*** Opening of Data to process ***
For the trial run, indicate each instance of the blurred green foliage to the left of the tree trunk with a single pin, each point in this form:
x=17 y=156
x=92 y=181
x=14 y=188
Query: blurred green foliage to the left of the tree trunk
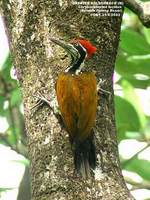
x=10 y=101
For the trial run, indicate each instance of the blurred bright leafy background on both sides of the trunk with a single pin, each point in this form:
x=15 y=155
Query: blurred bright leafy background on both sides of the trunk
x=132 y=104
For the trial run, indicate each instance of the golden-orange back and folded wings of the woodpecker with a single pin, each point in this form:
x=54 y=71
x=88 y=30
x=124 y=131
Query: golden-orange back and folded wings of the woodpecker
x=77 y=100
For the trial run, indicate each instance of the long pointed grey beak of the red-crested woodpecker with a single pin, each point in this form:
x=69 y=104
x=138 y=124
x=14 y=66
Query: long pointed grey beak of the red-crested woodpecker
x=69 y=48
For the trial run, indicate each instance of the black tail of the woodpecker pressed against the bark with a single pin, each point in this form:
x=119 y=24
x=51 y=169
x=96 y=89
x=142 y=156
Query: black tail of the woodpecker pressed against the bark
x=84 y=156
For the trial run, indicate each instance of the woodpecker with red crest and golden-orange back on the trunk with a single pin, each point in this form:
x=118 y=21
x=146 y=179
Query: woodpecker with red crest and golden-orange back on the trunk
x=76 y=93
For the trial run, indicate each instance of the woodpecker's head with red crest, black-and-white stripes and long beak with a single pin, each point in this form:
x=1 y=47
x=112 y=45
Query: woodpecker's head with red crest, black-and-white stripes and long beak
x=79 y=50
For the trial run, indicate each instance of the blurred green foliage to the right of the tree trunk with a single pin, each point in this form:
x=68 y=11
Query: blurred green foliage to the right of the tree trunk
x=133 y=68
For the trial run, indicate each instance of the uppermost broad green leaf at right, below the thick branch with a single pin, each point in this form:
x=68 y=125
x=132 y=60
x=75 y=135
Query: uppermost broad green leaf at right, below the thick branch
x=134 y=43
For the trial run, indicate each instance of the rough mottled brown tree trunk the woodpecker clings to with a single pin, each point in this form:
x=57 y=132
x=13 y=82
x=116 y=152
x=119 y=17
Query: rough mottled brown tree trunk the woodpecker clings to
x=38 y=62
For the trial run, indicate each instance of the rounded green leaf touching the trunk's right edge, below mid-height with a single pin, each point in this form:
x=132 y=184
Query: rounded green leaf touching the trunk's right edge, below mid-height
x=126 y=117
*** Close of Data to process ***
*** Opening of Data to process ***
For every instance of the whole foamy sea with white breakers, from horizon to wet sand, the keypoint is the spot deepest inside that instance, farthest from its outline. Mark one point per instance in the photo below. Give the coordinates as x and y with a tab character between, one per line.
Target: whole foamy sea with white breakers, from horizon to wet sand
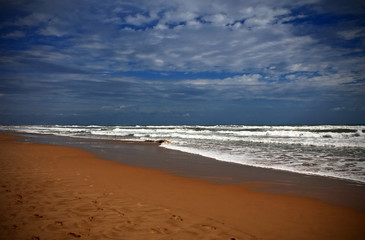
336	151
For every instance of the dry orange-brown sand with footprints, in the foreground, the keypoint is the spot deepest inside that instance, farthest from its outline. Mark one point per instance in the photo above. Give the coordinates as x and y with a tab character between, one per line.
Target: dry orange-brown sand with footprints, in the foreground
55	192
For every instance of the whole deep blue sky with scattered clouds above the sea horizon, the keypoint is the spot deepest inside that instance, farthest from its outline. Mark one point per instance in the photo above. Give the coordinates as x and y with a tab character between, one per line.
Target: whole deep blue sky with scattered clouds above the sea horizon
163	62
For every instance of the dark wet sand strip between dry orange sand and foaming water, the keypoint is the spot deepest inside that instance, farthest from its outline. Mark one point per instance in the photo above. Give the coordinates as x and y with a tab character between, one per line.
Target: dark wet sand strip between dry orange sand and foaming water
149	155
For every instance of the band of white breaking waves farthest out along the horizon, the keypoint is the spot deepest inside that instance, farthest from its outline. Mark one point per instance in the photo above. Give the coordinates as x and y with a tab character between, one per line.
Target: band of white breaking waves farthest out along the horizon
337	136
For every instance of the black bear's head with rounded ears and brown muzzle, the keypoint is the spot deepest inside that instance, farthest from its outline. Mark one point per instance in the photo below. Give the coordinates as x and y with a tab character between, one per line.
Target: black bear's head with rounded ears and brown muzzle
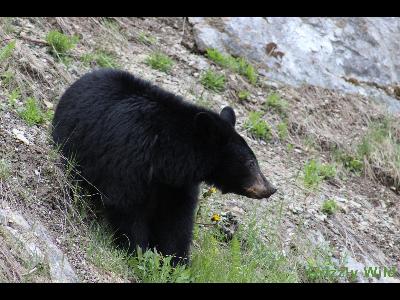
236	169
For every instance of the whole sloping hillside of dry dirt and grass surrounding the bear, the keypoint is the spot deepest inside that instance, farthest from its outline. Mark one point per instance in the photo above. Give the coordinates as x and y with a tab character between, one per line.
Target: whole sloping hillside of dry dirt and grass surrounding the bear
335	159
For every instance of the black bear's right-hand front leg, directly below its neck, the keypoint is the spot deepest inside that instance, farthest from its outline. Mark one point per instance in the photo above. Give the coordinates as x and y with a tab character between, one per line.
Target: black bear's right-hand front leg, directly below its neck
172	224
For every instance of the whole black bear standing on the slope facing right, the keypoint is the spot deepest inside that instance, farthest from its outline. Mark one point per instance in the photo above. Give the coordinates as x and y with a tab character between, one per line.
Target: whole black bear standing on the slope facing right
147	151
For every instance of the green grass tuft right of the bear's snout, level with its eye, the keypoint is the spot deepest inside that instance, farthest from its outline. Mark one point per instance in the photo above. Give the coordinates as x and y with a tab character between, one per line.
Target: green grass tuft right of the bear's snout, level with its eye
*** Close of Data to process ***
*** Opening of Data to process ***
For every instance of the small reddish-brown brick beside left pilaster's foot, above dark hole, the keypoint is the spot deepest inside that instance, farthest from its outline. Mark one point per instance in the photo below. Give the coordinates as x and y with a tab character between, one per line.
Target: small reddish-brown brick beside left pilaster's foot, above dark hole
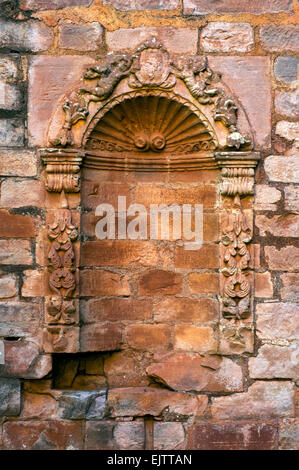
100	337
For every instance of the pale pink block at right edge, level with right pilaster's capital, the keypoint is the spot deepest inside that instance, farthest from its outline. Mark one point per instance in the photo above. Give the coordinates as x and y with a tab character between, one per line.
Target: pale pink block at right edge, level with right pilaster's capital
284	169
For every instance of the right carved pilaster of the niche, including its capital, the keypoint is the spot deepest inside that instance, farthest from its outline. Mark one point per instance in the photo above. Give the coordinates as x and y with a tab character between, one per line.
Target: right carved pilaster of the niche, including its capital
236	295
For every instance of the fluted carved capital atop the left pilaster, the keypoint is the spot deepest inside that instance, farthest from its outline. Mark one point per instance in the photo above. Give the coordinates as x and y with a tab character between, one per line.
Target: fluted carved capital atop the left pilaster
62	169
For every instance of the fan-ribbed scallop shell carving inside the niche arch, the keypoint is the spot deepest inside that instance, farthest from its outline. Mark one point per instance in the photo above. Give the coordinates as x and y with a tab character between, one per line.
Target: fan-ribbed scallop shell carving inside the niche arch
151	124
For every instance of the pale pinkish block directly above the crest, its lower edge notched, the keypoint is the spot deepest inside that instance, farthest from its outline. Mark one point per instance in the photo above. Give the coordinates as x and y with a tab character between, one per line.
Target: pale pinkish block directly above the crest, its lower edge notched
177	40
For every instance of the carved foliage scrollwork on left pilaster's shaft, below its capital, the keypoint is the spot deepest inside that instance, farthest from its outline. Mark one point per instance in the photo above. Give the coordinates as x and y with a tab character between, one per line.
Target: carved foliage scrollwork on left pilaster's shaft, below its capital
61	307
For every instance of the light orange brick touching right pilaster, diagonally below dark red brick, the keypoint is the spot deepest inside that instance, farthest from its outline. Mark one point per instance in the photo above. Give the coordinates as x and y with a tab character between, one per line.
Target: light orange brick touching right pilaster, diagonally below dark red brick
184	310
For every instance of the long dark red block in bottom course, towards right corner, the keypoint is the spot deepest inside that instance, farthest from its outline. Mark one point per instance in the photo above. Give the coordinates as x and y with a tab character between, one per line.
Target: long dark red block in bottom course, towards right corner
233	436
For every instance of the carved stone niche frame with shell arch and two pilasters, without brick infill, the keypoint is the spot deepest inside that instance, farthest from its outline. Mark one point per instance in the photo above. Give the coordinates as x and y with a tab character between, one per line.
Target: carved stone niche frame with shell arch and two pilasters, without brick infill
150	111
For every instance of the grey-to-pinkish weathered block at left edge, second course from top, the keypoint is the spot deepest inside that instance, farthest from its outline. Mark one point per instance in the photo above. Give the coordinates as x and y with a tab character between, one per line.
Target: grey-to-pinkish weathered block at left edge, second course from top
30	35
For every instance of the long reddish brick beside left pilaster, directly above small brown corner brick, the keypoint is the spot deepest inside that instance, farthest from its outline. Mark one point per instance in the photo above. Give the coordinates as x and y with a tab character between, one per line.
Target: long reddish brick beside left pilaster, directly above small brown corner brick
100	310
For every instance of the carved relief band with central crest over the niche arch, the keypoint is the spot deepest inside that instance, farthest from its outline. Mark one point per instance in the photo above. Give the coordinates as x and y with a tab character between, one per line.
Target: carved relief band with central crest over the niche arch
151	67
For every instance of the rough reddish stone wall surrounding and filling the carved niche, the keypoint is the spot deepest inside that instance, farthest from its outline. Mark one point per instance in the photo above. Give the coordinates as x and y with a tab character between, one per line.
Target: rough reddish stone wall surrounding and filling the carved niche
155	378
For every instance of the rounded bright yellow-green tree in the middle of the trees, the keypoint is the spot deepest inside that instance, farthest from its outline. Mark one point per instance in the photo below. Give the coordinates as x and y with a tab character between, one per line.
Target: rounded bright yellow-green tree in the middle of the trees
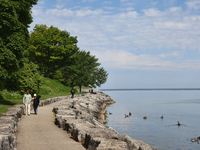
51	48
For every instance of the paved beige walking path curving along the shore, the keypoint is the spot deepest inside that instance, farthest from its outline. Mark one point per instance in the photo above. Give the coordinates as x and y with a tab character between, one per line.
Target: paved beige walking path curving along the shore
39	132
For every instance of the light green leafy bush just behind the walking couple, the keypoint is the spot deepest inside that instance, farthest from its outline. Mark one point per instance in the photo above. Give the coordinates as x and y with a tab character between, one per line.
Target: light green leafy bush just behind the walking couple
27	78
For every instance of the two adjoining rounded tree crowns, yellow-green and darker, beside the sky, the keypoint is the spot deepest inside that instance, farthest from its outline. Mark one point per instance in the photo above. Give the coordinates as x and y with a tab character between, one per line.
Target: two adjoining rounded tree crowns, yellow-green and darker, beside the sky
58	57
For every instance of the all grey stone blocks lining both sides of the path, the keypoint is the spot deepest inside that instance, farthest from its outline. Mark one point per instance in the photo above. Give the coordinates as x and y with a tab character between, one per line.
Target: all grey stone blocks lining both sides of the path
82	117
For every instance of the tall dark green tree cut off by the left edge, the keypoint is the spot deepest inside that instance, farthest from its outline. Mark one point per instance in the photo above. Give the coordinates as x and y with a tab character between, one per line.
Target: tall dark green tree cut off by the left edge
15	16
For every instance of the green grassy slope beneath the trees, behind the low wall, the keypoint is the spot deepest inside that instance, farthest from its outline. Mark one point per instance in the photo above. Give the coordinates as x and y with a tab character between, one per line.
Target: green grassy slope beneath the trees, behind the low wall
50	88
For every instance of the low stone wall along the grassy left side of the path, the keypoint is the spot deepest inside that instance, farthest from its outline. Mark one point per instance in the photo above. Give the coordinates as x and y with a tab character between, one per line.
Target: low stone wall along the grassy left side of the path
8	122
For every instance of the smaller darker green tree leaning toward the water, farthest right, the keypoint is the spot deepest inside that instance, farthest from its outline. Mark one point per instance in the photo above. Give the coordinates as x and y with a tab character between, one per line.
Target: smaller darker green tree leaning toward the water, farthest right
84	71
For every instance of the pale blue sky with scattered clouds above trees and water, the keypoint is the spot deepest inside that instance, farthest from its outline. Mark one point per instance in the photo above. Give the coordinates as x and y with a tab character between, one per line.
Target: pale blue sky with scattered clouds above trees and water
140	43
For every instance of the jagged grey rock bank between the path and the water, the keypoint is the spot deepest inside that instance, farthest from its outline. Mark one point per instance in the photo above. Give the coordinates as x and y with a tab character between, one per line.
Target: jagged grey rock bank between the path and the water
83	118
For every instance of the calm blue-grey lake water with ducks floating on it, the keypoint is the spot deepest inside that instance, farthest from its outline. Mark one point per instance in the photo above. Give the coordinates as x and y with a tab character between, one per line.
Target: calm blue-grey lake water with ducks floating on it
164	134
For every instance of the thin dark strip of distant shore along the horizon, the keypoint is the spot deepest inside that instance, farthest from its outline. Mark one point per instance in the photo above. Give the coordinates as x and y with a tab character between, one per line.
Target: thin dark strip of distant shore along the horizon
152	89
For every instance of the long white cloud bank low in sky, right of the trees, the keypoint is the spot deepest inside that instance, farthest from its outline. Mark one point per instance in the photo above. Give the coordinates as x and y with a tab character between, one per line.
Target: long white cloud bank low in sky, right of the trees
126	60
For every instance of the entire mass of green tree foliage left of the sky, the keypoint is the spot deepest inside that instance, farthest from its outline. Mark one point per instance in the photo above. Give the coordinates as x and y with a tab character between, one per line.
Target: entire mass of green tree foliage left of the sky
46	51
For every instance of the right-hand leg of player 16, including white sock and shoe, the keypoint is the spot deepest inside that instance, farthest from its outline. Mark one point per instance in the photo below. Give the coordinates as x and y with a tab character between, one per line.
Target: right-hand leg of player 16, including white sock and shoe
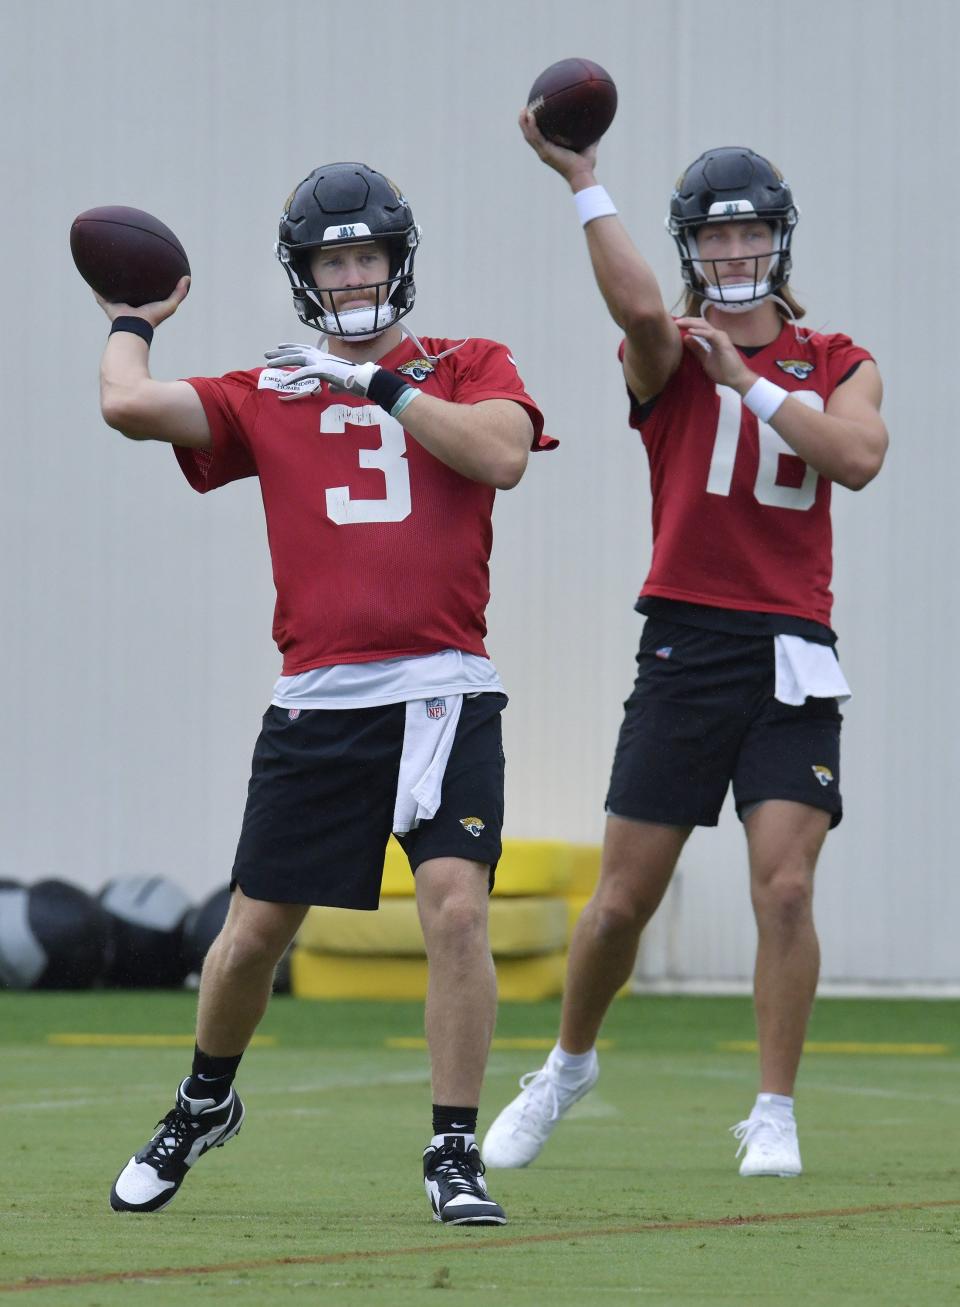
*** Close of Data to process ***
** What is needed **
Could you work out how many lines above contain the string "shoe"? Answer with the number only.

** Written answer **
2